Dataset entries:
▶

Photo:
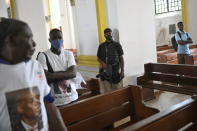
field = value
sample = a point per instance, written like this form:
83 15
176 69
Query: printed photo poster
24 109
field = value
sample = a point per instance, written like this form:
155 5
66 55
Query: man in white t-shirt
60 69
25 97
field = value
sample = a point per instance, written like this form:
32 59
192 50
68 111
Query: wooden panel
172 88
170 120
176 79
103 119
189 70
96 104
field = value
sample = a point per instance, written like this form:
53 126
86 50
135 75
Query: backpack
174 42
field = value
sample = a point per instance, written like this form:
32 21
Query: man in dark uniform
110 57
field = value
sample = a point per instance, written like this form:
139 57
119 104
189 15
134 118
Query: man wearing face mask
110 57
60 69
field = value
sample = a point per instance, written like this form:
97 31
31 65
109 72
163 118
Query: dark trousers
181 58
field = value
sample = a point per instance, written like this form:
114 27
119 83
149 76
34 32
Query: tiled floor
165 100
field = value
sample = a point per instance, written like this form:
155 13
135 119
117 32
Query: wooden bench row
182 116
171 57
192 59
102 111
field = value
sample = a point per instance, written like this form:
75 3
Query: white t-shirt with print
60 63
22 84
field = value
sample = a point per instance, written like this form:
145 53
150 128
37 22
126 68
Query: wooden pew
175 78
171 58
90 89
192 59
178 116
160 53
164 47
168 58
103 110
169 77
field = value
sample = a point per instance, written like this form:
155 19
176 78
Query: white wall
33 13
112 17
162 23
3 9
137 35
87 27
66 21
192 19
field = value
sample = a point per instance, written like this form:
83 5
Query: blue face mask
57 43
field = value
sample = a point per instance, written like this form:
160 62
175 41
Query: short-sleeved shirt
60 63
110 52
22 90
182 49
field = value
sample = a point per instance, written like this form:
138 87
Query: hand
122 74
104 65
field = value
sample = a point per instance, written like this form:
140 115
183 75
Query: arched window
164 6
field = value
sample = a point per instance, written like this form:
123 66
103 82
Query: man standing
183 39
110 57
60 69
18 74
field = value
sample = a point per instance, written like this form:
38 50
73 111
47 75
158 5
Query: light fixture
7 3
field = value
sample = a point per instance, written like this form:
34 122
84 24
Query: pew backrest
170 77
91 88
103 110
172 119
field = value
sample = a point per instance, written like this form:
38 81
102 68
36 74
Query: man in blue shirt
183 39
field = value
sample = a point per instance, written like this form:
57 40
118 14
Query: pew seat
182 116
101 111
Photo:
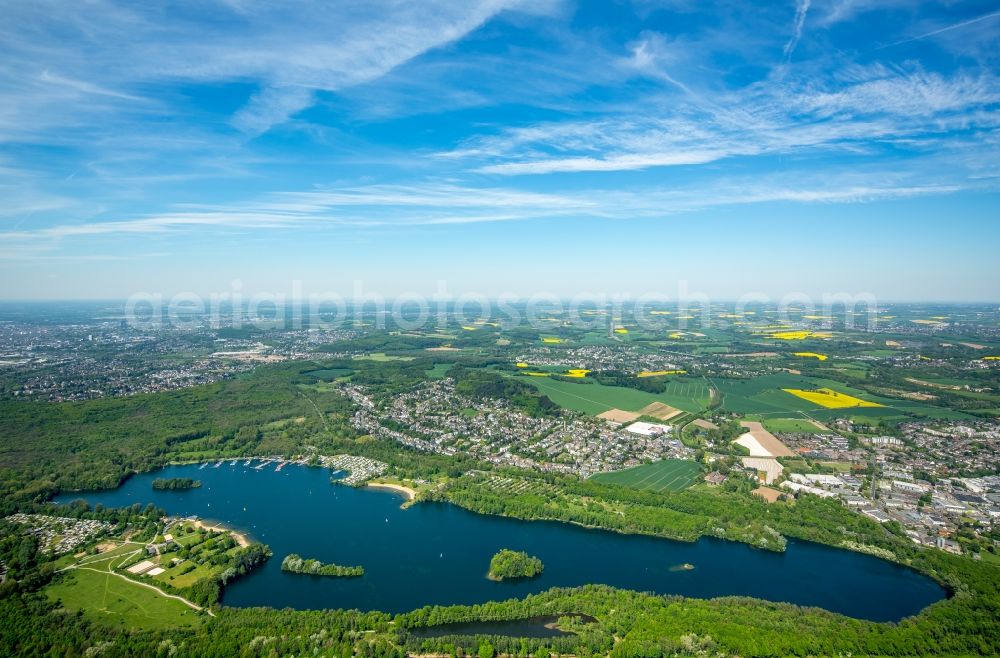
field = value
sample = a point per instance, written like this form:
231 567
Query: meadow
109 599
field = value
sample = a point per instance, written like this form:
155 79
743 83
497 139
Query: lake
437 553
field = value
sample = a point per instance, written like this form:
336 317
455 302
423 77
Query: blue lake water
434 553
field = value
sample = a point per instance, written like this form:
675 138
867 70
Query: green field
794 425
764 396
666 475
593 398
439 370
106 598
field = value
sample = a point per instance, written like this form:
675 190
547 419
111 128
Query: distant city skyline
501 146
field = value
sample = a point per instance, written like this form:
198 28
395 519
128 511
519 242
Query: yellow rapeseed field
800 334
811 355
830 399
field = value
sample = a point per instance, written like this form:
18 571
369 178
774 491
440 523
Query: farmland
593 398
831 399
663 476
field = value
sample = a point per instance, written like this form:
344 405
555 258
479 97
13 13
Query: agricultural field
439 370
663 476
593 398
766 396
793 426
831 399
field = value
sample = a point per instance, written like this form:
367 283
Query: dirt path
108 571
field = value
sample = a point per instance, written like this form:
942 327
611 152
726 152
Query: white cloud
801 9
289 49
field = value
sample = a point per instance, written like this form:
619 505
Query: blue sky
501 146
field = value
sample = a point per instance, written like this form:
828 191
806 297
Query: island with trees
297 564
175 484
509 565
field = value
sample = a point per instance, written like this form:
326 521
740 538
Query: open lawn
109 599
666 475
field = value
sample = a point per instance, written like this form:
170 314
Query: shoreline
240 537
409 493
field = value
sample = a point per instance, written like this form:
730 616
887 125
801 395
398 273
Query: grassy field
795 425
764 396
106 598
666 475
439 370
593 398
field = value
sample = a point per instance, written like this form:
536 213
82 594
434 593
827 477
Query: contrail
801 7
943 29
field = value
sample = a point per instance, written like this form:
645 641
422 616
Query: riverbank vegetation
297 564
510 565
80 445
175 484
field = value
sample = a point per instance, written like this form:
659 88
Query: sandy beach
409 493
240 538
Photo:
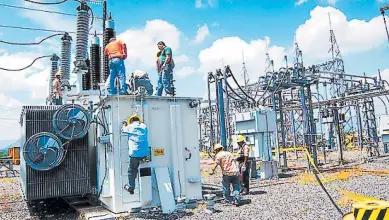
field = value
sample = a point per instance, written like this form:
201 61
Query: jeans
234 181
165 81
246 176
133 171
117 69
145 83
57 101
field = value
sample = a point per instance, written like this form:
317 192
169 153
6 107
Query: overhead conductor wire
26 44
5 69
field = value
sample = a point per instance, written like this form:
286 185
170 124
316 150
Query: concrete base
268 169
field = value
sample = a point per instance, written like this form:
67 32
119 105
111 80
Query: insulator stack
54 69
82 32
95 66
109 32
65 56
86 77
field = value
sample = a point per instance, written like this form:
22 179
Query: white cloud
49 20
229 51
7 102
142 43
31 80
300 2
184 72
353 36
181 58
202 33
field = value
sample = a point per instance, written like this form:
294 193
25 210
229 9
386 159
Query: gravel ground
284 198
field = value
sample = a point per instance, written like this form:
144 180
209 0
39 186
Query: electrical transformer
173 139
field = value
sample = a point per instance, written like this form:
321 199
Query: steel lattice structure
316 106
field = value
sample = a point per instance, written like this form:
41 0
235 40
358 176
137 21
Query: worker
230 172
165 70
157 62
244 163
57 97
138 147
116 51
140 78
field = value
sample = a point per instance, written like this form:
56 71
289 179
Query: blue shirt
138 143
164 52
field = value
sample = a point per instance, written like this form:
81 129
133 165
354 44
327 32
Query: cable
40 10
235 92
233 77
46 3
39 29
36 29
25 44
26 66
329 196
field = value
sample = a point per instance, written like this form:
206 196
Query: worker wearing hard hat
230 171
140 78
138 147
116 51
57 98
165 70
244 163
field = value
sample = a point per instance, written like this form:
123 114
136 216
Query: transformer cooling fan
43 151
71 121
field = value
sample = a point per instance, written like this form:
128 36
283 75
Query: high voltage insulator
82 32
109 32
54 69
95 66
65 56
86 77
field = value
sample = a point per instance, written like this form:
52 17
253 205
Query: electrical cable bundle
65 56
95 65
109 32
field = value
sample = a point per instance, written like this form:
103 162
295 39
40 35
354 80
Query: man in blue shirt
165 70
138 147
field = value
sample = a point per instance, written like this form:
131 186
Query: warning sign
159 152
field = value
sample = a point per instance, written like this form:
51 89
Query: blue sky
224 28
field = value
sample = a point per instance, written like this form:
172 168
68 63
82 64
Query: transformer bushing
86 84
54 69
109 32
95 66
82 32
65 56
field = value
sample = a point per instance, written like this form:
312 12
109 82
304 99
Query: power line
25 44
40 29
26 66
36 29
40 10
46 3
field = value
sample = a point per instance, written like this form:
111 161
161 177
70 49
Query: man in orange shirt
116 51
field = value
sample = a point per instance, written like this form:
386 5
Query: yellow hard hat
132 117
217 146
240 138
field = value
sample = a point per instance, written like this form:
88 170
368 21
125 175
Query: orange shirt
227 163
116 49
56 87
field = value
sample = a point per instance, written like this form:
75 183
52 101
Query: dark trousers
227 181
133 171
246 176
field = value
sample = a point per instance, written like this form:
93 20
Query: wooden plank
165 190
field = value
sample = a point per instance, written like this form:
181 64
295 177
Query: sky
204 35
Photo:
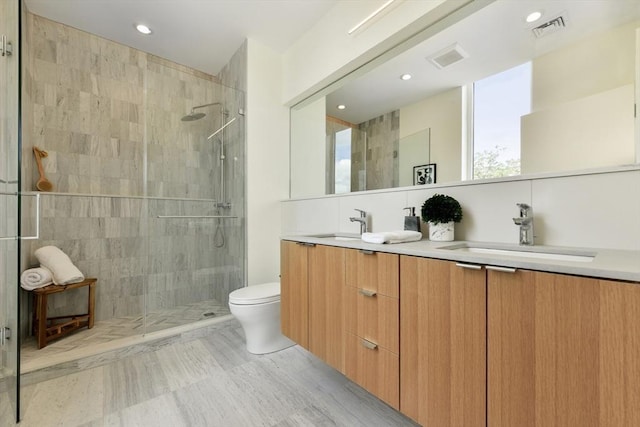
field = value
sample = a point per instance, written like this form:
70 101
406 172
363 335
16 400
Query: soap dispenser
412 222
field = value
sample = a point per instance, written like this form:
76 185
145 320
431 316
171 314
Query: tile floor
210 380
107 331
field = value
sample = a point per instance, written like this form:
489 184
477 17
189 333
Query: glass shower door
9 205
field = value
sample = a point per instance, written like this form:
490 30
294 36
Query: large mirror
493 95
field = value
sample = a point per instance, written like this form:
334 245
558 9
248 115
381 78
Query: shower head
196 116
193 116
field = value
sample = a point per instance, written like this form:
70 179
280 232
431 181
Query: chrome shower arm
223 126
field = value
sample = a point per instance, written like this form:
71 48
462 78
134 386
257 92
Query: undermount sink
337 236
525 252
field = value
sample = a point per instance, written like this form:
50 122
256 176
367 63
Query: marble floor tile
64 401
185 364
207 381
160 411
133 380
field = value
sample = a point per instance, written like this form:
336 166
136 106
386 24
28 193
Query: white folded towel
34 278
400 236
61 267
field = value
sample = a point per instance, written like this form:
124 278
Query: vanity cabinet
562 350
454 344
294 291
311 299
372 323
442 342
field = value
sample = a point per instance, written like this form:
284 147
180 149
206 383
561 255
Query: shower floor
107 331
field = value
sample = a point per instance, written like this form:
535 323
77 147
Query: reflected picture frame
424 174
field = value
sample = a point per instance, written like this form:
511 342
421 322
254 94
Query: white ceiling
202 34
496 38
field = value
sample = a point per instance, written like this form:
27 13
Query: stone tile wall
374 149
109 117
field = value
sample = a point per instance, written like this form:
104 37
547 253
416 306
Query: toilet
257 308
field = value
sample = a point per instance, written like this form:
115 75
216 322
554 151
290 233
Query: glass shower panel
195 196
9 208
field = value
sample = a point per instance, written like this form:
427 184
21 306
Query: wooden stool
49 328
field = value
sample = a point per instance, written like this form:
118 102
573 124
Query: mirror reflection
497 95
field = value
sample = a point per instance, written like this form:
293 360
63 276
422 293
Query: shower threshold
118 333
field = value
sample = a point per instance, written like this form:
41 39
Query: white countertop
607 263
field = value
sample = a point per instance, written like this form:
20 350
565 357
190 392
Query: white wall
559 137
309 159
441 113
598 210
326 52
267 161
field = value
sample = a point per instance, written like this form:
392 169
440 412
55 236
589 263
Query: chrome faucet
525 221
362 220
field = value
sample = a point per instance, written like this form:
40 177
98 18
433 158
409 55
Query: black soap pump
412 222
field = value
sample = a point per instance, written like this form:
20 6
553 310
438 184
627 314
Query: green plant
441 208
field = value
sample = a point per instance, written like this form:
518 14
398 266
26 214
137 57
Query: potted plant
441 212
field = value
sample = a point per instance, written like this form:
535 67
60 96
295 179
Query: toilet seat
257 294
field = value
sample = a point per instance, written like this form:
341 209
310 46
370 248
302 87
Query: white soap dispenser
412 222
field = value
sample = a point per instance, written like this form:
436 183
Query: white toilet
257 308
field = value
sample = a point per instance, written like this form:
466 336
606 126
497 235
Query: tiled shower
137 198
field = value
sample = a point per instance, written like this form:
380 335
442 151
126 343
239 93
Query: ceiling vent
448 56
556 24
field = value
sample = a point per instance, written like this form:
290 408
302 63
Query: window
343 162
499 101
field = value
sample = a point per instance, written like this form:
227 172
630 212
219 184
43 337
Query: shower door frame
10 146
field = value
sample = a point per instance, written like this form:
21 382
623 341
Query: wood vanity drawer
375 271
373 316
374 368
378 319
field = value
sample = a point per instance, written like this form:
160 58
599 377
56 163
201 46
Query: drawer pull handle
469 266
369 344
501 269
367 293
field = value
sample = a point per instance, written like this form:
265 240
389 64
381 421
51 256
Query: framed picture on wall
424 174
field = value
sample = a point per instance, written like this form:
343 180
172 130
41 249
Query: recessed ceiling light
533 16
143 29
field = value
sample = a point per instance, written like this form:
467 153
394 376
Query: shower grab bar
196 216
37 236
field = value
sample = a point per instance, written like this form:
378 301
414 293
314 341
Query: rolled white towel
34 278
60 265
400 236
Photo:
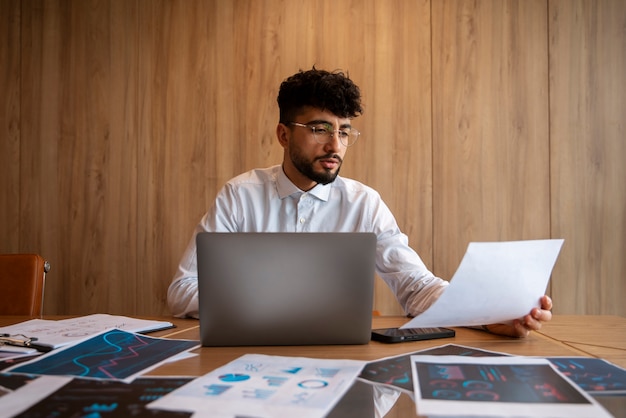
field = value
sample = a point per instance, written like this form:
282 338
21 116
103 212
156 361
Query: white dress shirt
265 200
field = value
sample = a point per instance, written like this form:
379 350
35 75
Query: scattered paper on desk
56 334
396 372
55 396
593 375
495 386
113 354
266 386
496 282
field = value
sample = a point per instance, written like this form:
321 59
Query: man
306 194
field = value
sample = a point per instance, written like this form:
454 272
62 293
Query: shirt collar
287 188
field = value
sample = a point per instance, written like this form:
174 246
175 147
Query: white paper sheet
56 334
264 386
496 282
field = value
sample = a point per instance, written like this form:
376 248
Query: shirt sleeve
182 294
400 267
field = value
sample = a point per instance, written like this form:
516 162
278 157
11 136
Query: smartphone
397 335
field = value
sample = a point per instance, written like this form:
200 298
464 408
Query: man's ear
282 134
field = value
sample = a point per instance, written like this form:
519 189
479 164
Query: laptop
285 288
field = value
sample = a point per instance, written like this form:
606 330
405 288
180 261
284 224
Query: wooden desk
563 336
591 336
602 336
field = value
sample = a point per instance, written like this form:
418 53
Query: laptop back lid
285 288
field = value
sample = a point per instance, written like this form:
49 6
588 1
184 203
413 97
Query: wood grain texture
80 171
587 125
10 126
490 125
484 120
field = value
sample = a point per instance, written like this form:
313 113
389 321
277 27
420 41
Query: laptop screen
285 288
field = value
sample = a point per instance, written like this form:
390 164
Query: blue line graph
114 354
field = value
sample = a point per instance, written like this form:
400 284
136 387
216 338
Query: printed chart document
113 354
259 386
495 386
496 282
56 334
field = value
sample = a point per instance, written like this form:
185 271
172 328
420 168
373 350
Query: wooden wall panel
79 152
587 125
490 125
10 126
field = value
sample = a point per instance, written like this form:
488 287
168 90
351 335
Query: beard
305 167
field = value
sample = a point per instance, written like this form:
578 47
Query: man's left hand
520 328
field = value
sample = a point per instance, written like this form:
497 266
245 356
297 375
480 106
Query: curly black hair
332 91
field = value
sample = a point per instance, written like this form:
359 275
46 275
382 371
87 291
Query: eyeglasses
323 133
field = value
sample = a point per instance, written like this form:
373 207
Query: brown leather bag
22 280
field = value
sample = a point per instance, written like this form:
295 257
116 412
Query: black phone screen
410 334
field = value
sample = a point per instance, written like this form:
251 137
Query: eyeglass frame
330 133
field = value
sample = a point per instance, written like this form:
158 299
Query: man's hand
531 322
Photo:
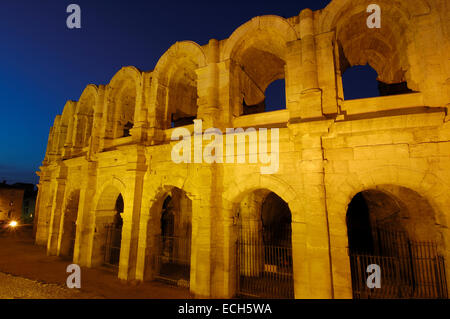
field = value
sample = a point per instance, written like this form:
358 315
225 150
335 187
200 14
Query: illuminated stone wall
330 148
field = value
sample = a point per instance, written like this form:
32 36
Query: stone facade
330 148
11 198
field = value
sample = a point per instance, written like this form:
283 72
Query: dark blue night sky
43 63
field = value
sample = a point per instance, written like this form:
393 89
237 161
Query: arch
123 96
424 183
168 232
69 224
244 185
84 117
341 190
259 54
174 85
110 188
64 130
336 9
397 228
271 26
387 49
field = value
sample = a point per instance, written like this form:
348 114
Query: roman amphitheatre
362 181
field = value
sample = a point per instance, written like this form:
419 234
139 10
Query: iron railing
73 233
112 245
263 270
173 260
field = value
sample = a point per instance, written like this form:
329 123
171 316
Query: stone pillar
148 229
55 220
299 253
252 256
41 214
136 169
200 281
85 218
208 87
140 125
326 72
224 256
311 95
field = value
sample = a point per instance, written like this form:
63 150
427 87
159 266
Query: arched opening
258 51
257 68
169 239
69 226
275 96
182 95
175 89
84 120
395 228
360 82
264 247
108 229
124 102
364 52
122 93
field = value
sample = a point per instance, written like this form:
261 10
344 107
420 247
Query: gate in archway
409 269
73 232
112 244
173 260
264 264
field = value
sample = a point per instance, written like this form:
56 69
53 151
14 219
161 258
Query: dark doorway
408 268
264 250
114 236
173 257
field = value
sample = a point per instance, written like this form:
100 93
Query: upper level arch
122 97
174 85
387 50
259 52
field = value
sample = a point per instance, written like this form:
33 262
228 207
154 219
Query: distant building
11 198
17 201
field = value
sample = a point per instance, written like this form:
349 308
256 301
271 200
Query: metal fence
173 260
112 244
73 233
409 269
264 270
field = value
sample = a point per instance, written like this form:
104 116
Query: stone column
311 95
208 87
136 169
55 220
200 281
41 213
326 71
85 218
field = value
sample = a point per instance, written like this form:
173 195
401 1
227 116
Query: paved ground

◀

Task statement: Extract every line of the entries above that contains the word "plant", matching case exactly.

Result below:
Query: green plant
Query: potted plant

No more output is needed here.